# DIRECTIONS FOR THIS TASK
Repeat the listing in full, preserving every character.

# GIVEN DATA
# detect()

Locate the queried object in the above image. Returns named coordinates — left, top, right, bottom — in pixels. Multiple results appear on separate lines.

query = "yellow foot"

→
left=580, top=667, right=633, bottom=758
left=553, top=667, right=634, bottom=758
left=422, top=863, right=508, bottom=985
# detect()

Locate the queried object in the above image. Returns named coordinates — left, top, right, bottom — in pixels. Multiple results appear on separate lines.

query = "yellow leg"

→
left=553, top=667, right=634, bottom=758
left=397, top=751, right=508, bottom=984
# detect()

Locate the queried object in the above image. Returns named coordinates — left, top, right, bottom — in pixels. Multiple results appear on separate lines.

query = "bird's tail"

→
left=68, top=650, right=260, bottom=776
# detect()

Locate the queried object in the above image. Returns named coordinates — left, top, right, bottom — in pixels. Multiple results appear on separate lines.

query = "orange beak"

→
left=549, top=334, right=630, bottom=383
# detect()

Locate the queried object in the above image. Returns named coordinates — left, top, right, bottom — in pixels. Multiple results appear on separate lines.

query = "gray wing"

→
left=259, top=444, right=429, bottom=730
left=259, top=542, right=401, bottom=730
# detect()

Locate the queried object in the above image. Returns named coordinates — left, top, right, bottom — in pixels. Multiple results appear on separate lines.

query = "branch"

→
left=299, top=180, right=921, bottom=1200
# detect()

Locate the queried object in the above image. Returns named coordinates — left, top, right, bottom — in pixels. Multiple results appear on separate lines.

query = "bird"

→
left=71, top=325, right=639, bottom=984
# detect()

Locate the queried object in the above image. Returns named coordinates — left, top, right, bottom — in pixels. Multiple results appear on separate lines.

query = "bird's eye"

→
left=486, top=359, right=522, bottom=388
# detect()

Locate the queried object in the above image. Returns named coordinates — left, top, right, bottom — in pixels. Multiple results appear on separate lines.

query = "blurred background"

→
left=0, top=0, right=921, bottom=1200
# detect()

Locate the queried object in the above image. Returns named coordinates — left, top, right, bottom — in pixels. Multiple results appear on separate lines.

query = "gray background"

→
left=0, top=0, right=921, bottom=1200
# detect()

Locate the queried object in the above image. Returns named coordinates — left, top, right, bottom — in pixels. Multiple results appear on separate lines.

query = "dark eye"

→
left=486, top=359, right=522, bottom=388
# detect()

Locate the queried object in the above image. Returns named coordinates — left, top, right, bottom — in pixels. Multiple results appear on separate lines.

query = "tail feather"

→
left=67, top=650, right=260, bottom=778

# PROBLEM SOLUTION
# detect()

Locate the queried object in the above image. Returns named coordinates — left, top, right, bottom — in pixels. Multiple results appear on separate lines.

query = "yellow foot"

→
left=580, top=667, right=633, bottom=758
left=553, top=667, right=634, bottom=758
left=422, top=863, right=508, bottom=985
# detect()

Locate the queried object in the above image. Returns named coordinates — left, top, right, bottom — in pixels. Multiple results appear on separate lines.

query = "yellow leg"

→
left=553, top=667, right=634, bottom=758
left=397, top=751, right=508, bottom=984
# detect()

Locate the queried object in the above image. Returns named coordinates — left, top, right, bottom — in pixels. Multiple results appear on separate lines.

query = "bird's tail"

→
left=68, top=650, right=260, bottom=776
# detect()

Locate the queried object in the above image. Returns named coordinates — left, top, right, bottom — in pixels. Multiple results appear on separate lines.

query = "orange beak"

→
left=549, top=334, right=630, bottom=383
# detect()

Locate the queried object in the above image. Returns named coordinates — left, top, right, bottom — in pixels. Multiple results appear on separate lines.

query = "gray wing"

→
left=259, top=444, right=429, bottom=730
left=259, top=542, right=401, bottom=730
# detect()

Locate the queried object in the above image. Returns named coordinates — left, top, right, bottom — in pixels. Multiple results appear on separate lines.

query = "branch"

→
left=299, top=180, right=921, bottom=1200
# detect()

Locate the queried object in the above image. Returns named coordinates — left, top, right, bottom — in pixels. Multiple results appear on separate lines.

query = "bird"

→
left=71, top=325, right=639, bottom=984
# detect()

Locate the queried object in the above image. Returns named coordinates — left, top, right, bottom — in pixels. Multiple results appear on separate lines.

query = "bird's eye"

→
left=486, top=359, right=522, bottom=388
# detect()

Locate the queried object in the above image. Returns named coordinates — left, top, right, bottom — in pixels. Multiple results appear on separate lines.

query = "blurred background"

→
left=0, top=0, right=921, bottom=1200
# detect()

Locate the queried object in the above image. Returns named coordinates — left, top, right, bottom — in pixels. Multiple results appear on separate lines.

query = "gray background"

→
left=0, top=0, right=921, bottom=1200
# detect()

Locate the queried object in the above image. Returns named coordinates — left, top, right, bottom — in pixels. Multiple results appear on separate lines.

query = "dark eye"

→
left=486, top=359, right=522, bottom=388
# detect()

Locate the queried object in the above image. Returns named coordinates — left, top, right, bottom — in pixels. Multiple results appear on separate lines.

query = "tail feather"

→
left=67, top=650, right=260, bottom=778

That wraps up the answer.